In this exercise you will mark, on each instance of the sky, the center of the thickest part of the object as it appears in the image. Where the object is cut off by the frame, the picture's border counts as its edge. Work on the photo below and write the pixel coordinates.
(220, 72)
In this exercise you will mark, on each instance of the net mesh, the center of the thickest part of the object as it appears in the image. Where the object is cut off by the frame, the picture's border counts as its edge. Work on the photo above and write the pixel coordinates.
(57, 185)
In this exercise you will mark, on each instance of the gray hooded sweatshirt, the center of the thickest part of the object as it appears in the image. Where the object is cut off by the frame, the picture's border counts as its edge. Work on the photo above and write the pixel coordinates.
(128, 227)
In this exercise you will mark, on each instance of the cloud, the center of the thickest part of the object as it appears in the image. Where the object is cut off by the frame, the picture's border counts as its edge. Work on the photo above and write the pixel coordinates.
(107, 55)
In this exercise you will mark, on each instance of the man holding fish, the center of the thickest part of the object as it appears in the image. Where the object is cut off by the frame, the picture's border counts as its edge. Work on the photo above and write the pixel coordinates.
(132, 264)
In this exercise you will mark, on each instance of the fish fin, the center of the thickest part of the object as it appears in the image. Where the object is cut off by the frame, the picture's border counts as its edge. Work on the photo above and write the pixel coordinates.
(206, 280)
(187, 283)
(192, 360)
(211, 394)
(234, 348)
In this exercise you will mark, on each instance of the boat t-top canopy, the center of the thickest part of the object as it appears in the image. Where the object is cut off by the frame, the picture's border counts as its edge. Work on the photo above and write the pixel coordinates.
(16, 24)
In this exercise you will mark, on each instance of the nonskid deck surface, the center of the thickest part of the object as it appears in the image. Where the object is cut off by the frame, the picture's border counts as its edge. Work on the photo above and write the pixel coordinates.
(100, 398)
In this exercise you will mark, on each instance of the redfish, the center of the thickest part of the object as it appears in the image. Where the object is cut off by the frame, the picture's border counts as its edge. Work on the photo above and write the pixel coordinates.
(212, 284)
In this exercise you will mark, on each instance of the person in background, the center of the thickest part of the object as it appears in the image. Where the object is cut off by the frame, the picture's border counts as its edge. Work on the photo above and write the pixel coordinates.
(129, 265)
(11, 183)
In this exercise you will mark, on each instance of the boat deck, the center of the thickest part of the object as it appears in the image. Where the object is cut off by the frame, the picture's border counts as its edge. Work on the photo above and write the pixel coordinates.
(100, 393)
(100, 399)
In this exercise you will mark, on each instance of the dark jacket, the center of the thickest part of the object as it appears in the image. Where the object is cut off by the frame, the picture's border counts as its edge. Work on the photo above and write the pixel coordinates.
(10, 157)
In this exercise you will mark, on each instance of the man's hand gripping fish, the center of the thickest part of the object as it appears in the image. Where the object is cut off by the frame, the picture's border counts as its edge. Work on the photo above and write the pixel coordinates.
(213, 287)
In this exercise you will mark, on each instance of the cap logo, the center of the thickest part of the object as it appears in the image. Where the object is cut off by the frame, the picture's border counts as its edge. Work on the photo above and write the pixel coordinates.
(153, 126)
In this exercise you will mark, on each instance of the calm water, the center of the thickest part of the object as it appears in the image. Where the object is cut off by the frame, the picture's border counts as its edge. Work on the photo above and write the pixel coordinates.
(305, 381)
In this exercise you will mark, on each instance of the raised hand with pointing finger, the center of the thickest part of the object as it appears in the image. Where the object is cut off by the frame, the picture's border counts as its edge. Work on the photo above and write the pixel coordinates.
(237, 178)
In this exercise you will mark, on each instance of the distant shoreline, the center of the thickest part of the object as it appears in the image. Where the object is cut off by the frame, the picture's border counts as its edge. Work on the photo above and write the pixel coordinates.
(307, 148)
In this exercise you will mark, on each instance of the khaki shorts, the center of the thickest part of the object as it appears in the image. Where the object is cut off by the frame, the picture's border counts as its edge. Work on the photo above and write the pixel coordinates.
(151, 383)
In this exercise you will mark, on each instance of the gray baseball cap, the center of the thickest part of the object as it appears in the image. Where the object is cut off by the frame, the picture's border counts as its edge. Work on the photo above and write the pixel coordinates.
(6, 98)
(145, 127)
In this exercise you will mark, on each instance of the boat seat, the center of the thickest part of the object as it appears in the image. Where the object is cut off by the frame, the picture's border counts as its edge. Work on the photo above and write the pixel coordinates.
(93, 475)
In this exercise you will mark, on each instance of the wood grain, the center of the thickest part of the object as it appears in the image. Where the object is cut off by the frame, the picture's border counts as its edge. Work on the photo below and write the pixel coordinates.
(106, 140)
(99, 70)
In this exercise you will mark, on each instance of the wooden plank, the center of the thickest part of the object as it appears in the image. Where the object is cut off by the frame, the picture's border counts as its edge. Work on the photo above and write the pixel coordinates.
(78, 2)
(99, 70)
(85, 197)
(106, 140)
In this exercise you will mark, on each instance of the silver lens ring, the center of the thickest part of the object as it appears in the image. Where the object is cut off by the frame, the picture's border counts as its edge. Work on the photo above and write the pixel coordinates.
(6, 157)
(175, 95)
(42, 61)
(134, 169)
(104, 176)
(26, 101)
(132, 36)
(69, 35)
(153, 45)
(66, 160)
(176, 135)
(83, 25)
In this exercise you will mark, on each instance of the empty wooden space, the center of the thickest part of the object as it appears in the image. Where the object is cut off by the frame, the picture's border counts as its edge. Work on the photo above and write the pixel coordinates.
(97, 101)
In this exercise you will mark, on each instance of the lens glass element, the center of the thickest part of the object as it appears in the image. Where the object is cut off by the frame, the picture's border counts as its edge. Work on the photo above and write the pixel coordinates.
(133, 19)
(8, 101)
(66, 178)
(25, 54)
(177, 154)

Exercise:
What you write must match the records above line for line.

Exercise output:
In this exercise you will mark, on each instance of the sky, the center of the thickest part of the object as it appears in the image. Where the object is cut off by the frame, the picture's border counts as its edge. Work on the photo below and write the pixel coordinates.
(220, 72)
In this exercise you will mark, on each instance of the net mesh, the center of the thickest part of the object as it appears in the image. Where the object is cut off by the frame, the picture's border counts as its edge. Work on the photo above and write the pixel coordinates.
(57, 185)
In this exercise you will mark, on each instance of the gray hooded sweatshirt, the center of the thickest part of the object as it appears in the image. Where the object is cut off by the frame, the picture's border counts as its edge. Work on the photo above and write the pixel coordinates.
(128, 227)
In this exercise you will mark, on each instance of the cloud, the center of the thickest part of the object as it appears in the image. Where the object is cut off by the frame, the picture's border counts as its edge. Work on the photo above and write the pixel coordinates.
(107, 55)
In this exercise you will mark, on each instance of the man holding fish, the center of the thickest part of the object as it appears in the image. Where the object is cut off by the frame, the picture's border counts as its edge. Work on the photo above and write the pixel coordinates.
(132, 264)
In this exercise you will mark, on each instance of the fish fin, the center of the thickest part of the object as it appears in the image. Where the object is cut off by the frame, the picture's border counts as its edge. Work on the photo above and write the pixel coordinates.
(206, 280)
(187, 283)
(192, 360)
(211, 394)
(234, 348)
In this exercise you will mark, on each instance of the boat t-top canopy, the center of the thickest part of the object as it appears in the image. Where the object is cut off by the frame, the picture's border counts as its edge. Work on the photo above and write the pixel coordinates.
(16, 24)
In this exercise you will mark, on each instance of the nonskid deck surface, the center of the thickest part of the object as it appears in the image. Where the object is cut off by the frame, the picture's border counts as its edge. Work on the photo above and write the pixel coordinates.
(100, 398)
In this exercise you will mark, on each instance of the redfish, the center of the thickest part of the object as it appears in the image. Where the object is cut off by the frame, the picture's border counts as its edge. Work on the photo above and write the pixel coordinates.
(212, 284)
In this exercise you will mark, on each instance of the person in background, the center of the thickest part of the object as it appears in the image. Where the object is cut off by the frame, the picture's border counts as its edge. Work on the photo above and write the pixel coordinates.
(129, 265)
(11, 183)
In this exercise you will mark, on each instance of the boat deck, the center of the thickest part of the object as it appears in the image. Where the object is cut off by the frame, the picture's border counts as its edge. Work on the photo above and write the pixel coordinates.
(100, 393)
(100, 399)
In this exercise you will mark, on each instance of the dark jacket, the center of the thickest part of the object as it appears in the image. Where the object is cut off by the frame, the picture's border counts as its edge. Work on the photo above and write the pixel coordinates.
(10, 157)
In this exercise you will mark, on each instance of the man's hand gripping fish, the center of the thickest part of the object as it appears in the image. Where the object is cut off by the frame, the picture's border counts as its edge. Work on the photo above and write the pixel coordinates.
(213, 287)
In this exercise you will mark, on each instance of the cap logo, the center of the thickest part of the object as it appears in the image. Where the object is cut off by the frame, the picture's border counts as its edge. Work on the photo above and write the pixel coordinates.
(153, 126)
In this exercise you will mark, on each instance of the calm water, the center of the thickest part of the object as it appears in the image. Where the object is cut off by the frame, the picture's border counts as its edge. Work on the photo above and write the pixel coordinates.
(305, 381)
In this exercise you will mark, on each instance of the raised hand with pointing finger, the center of the thickest part of the object as it appears in the image. Where the object is cut off by the frame, the picture's border counts as its edge. Work on the photo above and write the pixel coordinates.
(237, 178)
In this exercise you will mark, on each instance of the distant shoreline, the center of the thickest part of the object as it appears in the image. Where the object is cut off by the frame, the picture's border counts as its edge. Work on the photo above and write the pixel coordinates.
(307, 148)
In this exercise you will mark, on each instance of the khaki shorts, the center of the thickest part of the object as it appears in the image. Where the object is cut off by the frame, the picture's border counts as its edge. Work on the photo above and write the pixel coordinates.
(151, 383)
In this exercise you will mark, on each instance of the gray baseball cap, the center of the thickest part of the object as it appears in the image. Where the object is cut off by the frame, the picture's border counts as its edge. Work on the photo above and write the pixel coordinates.
(6, 98)
(145, 127)
In this exercise you will mark, on each instance of the boat seat, the center of the thickest part of the object as it appears in the image. Where the object is cut off by the frame, the picture's border counts as its edge. Work on the photo above and write the pixel coordinates.
(93, 475)
In this exercise you will mark, on each instance of the wood grain, the center of the thickest part of the object as it appears in the image. Where the object is cut off by the frame, the picture's border counts as its edge. Work on the photo below and write the pixel coordinates.
(106, 140)
(99, 70)
In this exercise you will mark, on each instance of the wooden plank, the center of the thickest part of the object as it appears in the image. Where the object is cut off by the frame, the picture's border counts as its edge. Work on the photo above and write the pixel coordinates.
(78, 2)
(99, 70)
(85, 197)
(106, 140)
In this exercise you will mark, on each instance of the silver lens ring, the center of the thickest part of the object as it appears in the image. Where the object is cut off by the frame, the picture's border counts as its edge. Work on the photo above and write the pixel coordinates.
(6, 157)
(175, 95)
(42, 61)
(134, 169)
(104, 176)
(26, 101)
(132, 36)
(69, 35)
(153, 45)
(66, 160)
(176, 135)
(83, 25)
In this exercise you will mark, on each instance of the empty wooden space, the center of the thickest part of the object as it appears in the image. Where the object is cut off by the frame, the picture's border counts as its edge. Work on the photo above and write the pixel coordinates.
(97, 101)
In this exercise you will mark, on each instance of the lens glass element, the center of the thickest part of the object as it appears in the image. Where the object is cut off by the frame, the picture's border counts as its edge. Work on the photo above and write the pixel coordinates.
(133, 19)
(8, 101)
(66, 178)
(25, 54)
(177, 154)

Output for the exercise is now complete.